━━ Teks bacaan

Penulis (maksudnya ustadz yang menjelaskan tidak ada jihad untuk orang yang demo, dan selanjutnya kami sebut penulis dalam jawaban ini) mengatakan di awal tulisannya:
Demo = aksi damai = unjuk rasa
Meskipun pemerintah mengijinkan, tetap perkara ini diharamkan dalam syariat.
1. Persoalan demonstrasi (yang kami maksudkan dalam tulisan ini adalah demonstrasi damai atau aksi damai sebagai salah satu sarana yang diperbolehkan oleh pemerintah Indonesia dan kebanyakan negara dalam menyalurkan aspirasi rakyat), menurut penulis diharamkan dalam syariat Islam. Hal ini tentu saja berdasarkan fatwa-fatwa beberapa ulama yang mengharamkannya. Namun tentu saja disana ada pula ulama-ulama besar yang membolehkan demo damai, bahkan diantara mereka ada yang awalnya memfatwakan haramnya demo lalu merubah fatwanya dan membolehkannya dalam keadaan tertentu. Kebolehan aksi damai ini karena beberapa sebab:
1. Aksi damai adalah persoalan ijtihadiyyah yang mana keadaan sebuah negara dan persoalan yang muncul di tengah-tengah kaum muslimin berbeda antara yang satu dengan yang lainnya. Sehingga perbedaan fatwa sangat mungkin terjadi diantara ulama.
2. Merupakah sebuah kesalahan fatal manakala sebuah fatwa yang diterapkan pada sebuah negara tertentu dengan keadaan dan kondisi tertentu, lantas fatwa itu dijiplak 100% dan hendak diterapkan pada negara lainnya yang memiliki keadaan dan kondisi yang berbeda. Oleh karena fiqhul waaqi’ atau memahami keadaan dan kondisi masyarakat adalah salah satu unsur yang sangat berpengaruh dalam sebuah fatwa. Karenanya para masyaikh yang mengharamkan aksi demo atau demo damai sebagai salah satu wasilah untuk menyampaikan aspirasi rakyat sejatinya menyampaikan fatwa terhadap keadaan kaum muslimin yang ada di Arab Saudi, namun ketika diperhadapkan pada keadaan negara lainnya, maka fatwapun berubah. Sebagaimana terjadi pada syaikh Utsaimin rahimahullah yang mengharamkan aksi demo, lantas ditanyakan kepadanya tentang demo yang dilakukan oleh kaum muslimin di negeri kuffar maka beliau membolehkannya karena pemerintah negara itu sendiri membolehkan tindakan tersebut, apabila ada maslahat yang dapat tercapai melalui aksi damai atau ada kemungkaran yang ingin dihentikan melaluinya pula.

━━━━
━━ Kumpulan data

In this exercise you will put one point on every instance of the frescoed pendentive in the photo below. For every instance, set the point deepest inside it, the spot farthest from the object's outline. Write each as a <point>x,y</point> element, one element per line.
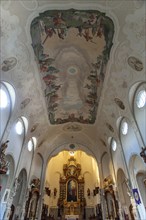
<point>72,49</point>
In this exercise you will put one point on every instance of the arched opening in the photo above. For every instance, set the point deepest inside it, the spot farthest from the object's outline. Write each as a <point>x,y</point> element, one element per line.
<point>18,193</point>
<point>7,101</point>
<point>138,176</point>
<point>5,182</point>
<point>124,193</point>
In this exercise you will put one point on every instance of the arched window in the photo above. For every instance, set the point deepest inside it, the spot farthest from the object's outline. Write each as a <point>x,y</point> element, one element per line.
<point>139,109</point>
<point>7,101</point>
<point>112,142</point>
<point>17,136</point>
<point>124,127</point>
<point>32,144</point>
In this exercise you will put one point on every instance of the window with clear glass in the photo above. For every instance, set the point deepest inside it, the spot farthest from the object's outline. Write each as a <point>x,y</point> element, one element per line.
<point>30,145</point>
<point>113,144</point>
<point>19,127</point>
<point>141,99</point>
<point>3,99</point>
<point>124,127</point>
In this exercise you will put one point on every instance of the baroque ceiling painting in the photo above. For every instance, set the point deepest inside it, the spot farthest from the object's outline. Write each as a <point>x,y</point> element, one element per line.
<point>72,48</point>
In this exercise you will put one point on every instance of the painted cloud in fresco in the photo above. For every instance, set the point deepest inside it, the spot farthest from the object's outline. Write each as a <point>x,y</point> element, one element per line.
<point>72,49</point>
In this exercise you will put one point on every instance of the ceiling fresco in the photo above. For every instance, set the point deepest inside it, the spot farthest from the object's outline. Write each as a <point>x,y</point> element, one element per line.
<point>72,48</point>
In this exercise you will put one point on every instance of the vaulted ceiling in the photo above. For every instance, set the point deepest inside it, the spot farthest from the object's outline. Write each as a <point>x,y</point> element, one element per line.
<point>72,68</point>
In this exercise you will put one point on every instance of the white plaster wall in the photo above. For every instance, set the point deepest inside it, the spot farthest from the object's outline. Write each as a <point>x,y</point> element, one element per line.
<point>15,144</point>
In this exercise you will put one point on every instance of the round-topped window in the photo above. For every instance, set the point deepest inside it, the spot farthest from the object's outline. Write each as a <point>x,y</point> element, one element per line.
<point>141,99</point>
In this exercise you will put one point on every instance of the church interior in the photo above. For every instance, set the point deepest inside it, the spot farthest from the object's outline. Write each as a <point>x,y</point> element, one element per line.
<point>73,110</point>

━━━━

» Rincian tugas:
Jawablah pertanyaan berikut berdasarkan teks tentang demonstrasi damai di atas.
1. Demo disamakan dengan istilah apa saja?
2. Apa arti fiqhul waaqi’ menurut teks tersebut?
3. Dalam kasus apa Syaikh Utsaimin membolehkan demo, dan apa alasannya?

» Jawaban lengkap:
1. Demo disamakan dengan aksi damai dan unjuk rasa.
2. Fiqhul waaqi’ berarti memahami keadaan dan kondisi masyarakat.
3. Syaikh Utsaimin membolehkan demo yang dilakukan kaum muslimin di negeri kuffar karena pemerintah negara itu sendiri membolehkannya, dengan syarat ada maslahat yang dapat dicapai atau ada kemungkaran yang ingin dihentikan melalui aksi damai tersebut.